● Задание 1: Какое наследство оставил отец Владимира Смирнова, согласно воспоминаниям о нём?
● Задание 2: Занесите в JSON-список строк всё из записей, начиная со строки, содержащей "Please place a point on the baseboard", и до самого конца записей. Каждая строка должна стать отдельной строкой списка, пустые строки пропустите.

::: Страница

Владимир Петрович Смирнов был сын владельца водочного завода «Петр Смирнов и сын» у Чугунного моста в Москве. После своей смерти, отец его оставил наследство в 10 миллионов рублей, разделив его поровну между тремя сыновьями. Так Владимир Смирнов — стал миллионером.
Первым браком он был женат на сестре известной опереточной актрисы Никитиной (жене Блюменталь-Тамарина), а вторым — на опереточной примадонне Валентине Пионтковской.
Когда я с ним познакомился, во время войны в Варшаве, от его миллионов уже почти ничего не осталось. Ухлопал он их на постоянную помощь Блюменталь-Тамарину, на бриллианты по 40 каратов для Пионтковской, но, главным образом, на держание антреприз: «Оперетта Валентины Пионтковской», где все делал с широким купеческим размахом. Для примера опишу один такой спектакль.
За несколько лет до первой Великой войны была в С-Петербургском театре «Пассаж» оперетка Валентины Пионтковской. Но все хорошо знали, что антрепризу эту держала фактически не она, а ее муж В. Смирнов. Тогда он был еще с хорошими деньгами и потому бенефис своей жены, в который впервые шла в Петербурге новая оперетка Франца Легара «Ева» («Фабричная Работница»), решил обставить с большой «помпой».
Для этой цели был выписан в Петербург из за границы Легар, который сам дирижировал в этот вечер своей опереткой. И, вызванный затем всем театром и артистами на сцену, получил в подношение от Пионтковской лиру из настоящего золота. А самой виновнице торжества была подведена от Смирнова не бутафорская, а живая, вся украшенная цветами, белая лошадь… Конечно, после спектакля, состоялся лукулловский ужин, на котором был Легар, почти вся труппа, пресса и много других приглашенных. Шампанское «лилось рекой».
Режиссировал спектакль Николай Северский, а партнером Пионтковской был Михаил Дальский. Он получил в подарок от Легара его фотографию с собственноручной надписью: «Моему лучшему Октаву от Франца Легара».
Владимир Смирнов был очень даровит: прекрасно пел романсы, хорошо играл и сам себе аккомпанировал на гитаре, что ему затем пригодилось в беженстве. Недурно писал стихи. Особенно он любил писать в стихах письма. Его поэзии у меня нет, но сохранилось ответное письмо быв. сотрудника «Нового Времени», интересного, остроумного собеседника, автора вдохновенных экспромтов, Кости Шумлевича, когда Смирнов написал ему в стихах письмо в Белград. Привожу ответ Шумлевича полностью:
Ну, скажу Тебе, старик:
Прямо ткнул меня в тупик.
И на кой Ты это прах
Пишешь мне письмо в стихах!

::::::
::: Список записей

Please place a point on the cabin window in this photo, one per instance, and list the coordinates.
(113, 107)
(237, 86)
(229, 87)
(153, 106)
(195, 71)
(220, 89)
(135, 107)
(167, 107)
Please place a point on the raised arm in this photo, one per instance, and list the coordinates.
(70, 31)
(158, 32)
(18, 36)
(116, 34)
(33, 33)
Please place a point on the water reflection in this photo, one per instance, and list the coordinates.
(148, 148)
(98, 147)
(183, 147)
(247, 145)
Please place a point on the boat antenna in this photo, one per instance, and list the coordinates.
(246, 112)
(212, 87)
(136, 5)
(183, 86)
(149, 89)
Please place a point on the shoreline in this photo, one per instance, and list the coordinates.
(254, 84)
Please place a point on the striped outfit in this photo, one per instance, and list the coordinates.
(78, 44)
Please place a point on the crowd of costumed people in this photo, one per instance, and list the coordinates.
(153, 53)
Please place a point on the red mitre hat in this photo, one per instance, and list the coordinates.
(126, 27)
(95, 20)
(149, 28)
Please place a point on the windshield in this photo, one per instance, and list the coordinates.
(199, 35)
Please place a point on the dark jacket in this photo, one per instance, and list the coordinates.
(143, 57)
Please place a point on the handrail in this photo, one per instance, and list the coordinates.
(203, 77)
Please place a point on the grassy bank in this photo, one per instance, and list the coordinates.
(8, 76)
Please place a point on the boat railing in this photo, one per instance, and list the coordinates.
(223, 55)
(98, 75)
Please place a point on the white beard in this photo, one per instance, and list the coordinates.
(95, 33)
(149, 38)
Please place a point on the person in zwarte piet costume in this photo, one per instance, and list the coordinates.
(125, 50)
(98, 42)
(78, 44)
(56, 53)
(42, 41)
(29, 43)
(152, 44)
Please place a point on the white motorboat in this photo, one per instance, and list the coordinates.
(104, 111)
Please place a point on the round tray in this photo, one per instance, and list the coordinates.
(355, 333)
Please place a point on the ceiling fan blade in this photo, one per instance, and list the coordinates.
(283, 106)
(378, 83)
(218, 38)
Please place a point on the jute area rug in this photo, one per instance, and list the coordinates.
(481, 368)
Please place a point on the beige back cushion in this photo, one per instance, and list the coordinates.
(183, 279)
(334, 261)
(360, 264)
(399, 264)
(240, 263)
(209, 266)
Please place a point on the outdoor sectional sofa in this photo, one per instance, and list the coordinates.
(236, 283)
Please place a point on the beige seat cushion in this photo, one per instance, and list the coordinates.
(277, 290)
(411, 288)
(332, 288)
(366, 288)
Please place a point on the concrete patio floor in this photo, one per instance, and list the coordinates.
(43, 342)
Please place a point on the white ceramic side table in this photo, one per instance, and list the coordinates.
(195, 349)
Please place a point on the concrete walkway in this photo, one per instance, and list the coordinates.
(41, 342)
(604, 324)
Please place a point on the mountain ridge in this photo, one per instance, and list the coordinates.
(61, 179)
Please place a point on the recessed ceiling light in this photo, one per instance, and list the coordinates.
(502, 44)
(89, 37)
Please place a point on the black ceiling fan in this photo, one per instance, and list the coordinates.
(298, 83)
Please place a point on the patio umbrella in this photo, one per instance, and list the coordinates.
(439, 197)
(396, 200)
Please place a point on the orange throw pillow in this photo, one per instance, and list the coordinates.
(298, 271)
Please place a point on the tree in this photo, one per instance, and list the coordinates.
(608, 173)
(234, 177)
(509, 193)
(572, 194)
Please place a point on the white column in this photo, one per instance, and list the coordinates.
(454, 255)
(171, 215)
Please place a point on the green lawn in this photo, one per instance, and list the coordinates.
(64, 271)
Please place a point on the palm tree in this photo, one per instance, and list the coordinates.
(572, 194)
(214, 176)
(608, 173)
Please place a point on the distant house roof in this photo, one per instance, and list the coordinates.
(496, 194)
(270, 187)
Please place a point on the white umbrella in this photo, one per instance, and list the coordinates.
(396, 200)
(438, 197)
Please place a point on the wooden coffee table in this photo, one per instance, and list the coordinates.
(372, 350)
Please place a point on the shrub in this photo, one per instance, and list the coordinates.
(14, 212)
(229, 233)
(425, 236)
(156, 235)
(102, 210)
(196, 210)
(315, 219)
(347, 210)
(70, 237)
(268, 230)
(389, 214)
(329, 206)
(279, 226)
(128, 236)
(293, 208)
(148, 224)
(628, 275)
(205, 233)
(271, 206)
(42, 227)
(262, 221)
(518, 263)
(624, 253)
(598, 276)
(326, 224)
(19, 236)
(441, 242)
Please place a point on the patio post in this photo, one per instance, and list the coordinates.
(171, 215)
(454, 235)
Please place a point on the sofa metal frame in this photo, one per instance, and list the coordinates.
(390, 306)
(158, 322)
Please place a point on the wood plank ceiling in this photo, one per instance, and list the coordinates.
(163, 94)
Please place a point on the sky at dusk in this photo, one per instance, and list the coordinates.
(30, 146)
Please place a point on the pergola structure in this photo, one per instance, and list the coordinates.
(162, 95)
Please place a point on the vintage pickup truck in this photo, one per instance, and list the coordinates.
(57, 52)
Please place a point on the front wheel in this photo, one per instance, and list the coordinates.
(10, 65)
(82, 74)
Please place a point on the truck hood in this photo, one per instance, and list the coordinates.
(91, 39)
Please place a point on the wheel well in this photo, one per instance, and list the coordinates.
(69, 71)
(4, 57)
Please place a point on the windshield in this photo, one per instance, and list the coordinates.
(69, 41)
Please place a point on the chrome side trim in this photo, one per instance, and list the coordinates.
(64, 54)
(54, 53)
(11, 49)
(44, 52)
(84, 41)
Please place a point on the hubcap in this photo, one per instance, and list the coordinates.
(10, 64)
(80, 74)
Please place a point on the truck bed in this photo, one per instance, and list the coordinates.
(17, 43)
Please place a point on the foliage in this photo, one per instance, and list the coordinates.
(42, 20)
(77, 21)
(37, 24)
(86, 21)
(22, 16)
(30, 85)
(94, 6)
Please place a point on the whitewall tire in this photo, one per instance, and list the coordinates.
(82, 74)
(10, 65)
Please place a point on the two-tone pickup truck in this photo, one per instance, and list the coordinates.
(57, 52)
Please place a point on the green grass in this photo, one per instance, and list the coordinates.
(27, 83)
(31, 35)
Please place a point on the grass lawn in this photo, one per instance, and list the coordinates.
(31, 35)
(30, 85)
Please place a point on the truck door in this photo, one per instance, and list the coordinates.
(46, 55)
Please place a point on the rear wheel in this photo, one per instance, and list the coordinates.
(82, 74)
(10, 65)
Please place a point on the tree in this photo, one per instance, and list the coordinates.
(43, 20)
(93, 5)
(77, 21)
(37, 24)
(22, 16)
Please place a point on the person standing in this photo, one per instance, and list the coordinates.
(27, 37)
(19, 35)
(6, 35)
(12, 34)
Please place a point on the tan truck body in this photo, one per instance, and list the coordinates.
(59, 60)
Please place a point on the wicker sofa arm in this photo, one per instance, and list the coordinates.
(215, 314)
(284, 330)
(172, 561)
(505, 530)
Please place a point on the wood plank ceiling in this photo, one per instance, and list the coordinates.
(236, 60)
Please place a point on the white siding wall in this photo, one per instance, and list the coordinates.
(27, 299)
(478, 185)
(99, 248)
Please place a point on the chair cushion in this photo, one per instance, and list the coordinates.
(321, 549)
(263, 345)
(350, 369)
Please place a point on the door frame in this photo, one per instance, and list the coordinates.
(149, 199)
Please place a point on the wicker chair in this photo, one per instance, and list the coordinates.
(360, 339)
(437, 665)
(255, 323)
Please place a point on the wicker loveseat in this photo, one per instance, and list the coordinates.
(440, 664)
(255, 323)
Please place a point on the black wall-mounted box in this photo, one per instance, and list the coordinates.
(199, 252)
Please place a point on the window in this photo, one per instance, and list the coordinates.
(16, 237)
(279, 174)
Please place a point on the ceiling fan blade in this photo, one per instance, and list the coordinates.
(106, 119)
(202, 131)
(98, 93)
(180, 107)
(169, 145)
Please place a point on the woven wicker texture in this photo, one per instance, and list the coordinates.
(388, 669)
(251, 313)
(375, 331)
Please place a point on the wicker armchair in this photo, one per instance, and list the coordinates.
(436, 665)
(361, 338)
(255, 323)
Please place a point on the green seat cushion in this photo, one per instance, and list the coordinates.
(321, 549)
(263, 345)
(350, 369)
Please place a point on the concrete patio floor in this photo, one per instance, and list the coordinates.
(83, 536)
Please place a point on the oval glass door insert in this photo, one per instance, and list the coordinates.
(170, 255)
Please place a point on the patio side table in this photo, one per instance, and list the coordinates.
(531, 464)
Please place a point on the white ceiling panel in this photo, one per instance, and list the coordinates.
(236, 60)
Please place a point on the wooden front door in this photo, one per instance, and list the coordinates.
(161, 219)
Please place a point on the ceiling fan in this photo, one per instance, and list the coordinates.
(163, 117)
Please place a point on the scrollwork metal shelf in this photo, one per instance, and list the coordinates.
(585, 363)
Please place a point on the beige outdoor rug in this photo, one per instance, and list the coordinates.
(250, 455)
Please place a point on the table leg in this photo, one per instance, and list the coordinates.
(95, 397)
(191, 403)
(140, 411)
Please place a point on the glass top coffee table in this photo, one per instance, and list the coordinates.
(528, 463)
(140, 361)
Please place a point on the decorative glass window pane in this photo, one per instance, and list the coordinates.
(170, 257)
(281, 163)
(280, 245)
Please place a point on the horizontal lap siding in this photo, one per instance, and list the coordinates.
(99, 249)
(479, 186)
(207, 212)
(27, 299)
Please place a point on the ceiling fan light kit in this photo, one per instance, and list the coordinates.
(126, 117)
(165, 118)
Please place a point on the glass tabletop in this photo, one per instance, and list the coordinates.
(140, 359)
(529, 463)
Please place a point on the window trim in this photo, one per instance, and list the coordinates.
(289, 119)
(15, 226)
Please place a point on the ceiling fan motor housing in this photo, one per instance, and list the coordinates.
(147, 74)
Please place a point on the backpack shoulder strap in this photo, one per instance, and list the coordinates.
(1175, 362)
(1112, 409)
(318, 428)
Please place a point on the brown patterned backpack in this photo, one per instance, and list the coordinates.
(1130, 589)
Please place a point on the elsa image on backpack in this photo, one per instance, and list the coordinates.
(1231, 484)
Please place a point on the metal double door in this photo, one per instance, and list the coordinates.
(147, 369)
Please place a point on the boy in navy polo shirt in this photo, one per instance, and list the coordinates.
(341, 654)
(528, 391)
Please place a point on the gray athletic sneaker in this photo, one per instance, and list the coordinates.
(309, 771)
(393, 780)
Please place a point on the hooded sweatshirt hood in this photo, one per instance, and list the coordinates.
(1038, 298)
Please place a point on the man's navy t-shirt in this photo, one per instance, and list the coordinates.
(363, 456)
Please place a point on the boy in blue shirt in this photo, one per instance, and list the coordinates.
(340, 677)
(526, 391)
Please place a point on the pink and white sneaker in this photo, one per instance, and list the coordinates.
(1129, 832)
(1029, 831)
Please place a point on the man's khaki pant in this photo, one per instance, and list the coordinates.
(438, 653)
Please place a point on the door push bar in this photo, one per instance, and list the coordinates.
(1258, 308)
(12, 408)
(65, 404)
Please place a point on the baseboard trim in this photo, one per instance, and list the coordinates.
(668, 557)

::::::

● Ответ 1: 10 миллионов рублей, разделённых поровну между тремя сыновьями.

● Ответ 2:
[
  "Please place a point on the baseboard trim in this photo, one per instance, and list the coordinates.",
  "(668, 557)"
]